**MATERIAL SHOWN:**
****

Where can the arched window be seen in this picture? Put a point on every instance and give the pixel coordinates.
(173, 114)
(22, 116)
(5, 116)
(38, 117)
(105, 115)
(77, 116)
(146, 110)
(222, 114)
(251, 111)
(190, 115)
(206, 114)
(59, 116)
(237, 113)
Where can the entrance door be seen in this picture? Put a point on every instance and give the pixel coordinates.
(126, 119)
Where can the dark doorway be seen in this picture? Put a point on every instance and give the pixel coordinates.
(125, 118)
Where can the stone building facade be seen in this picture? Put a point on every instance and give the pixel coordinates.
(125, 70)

****

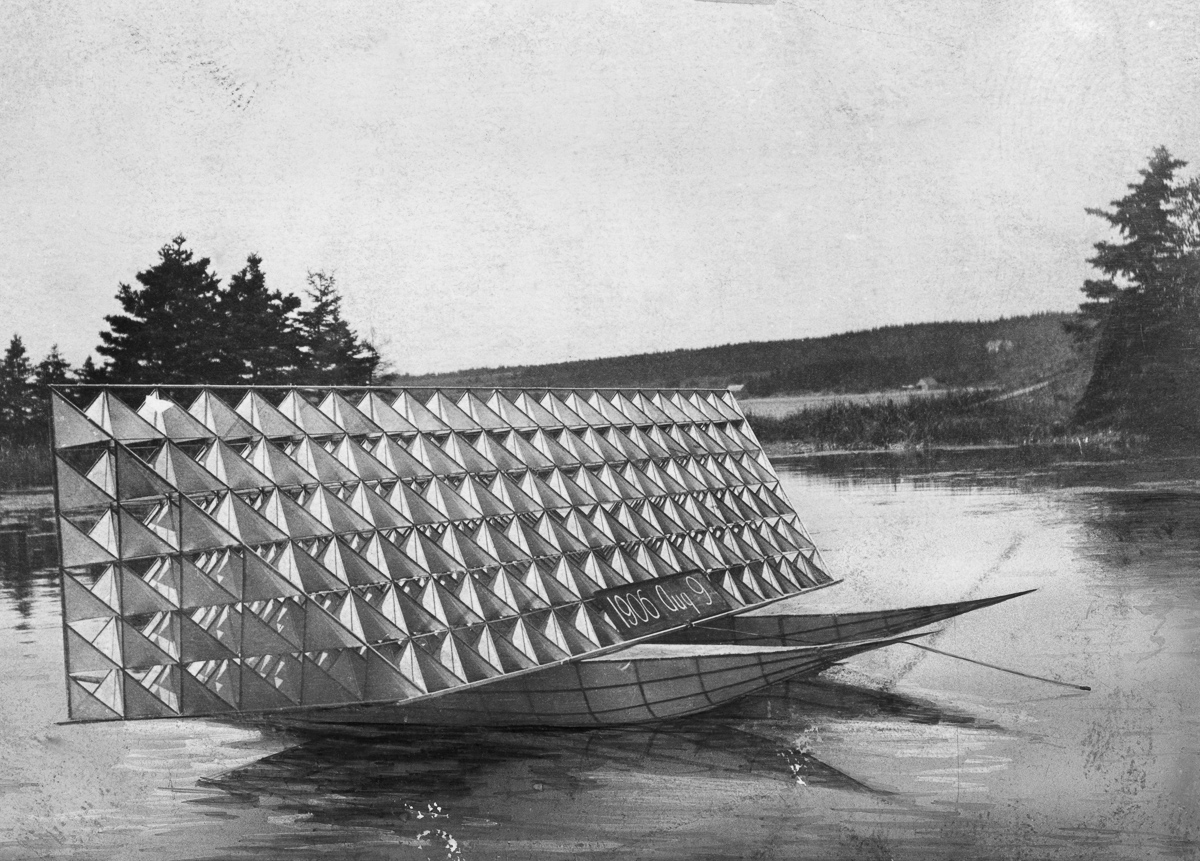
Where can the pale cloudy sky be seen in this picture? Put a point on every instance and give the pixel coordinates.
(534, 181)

****

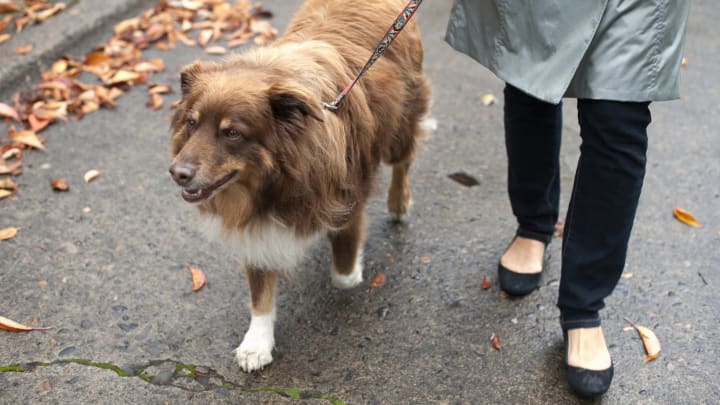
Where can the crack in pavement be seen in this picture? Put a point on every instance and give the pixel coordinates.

****

**WHAT IS NEEDED:** Find each line in the entries above that contains the word "window" and copy it.

**REPLY:**
Where can the arched window be seen in this picture? Put a point on every instance and give the pixel coordinates.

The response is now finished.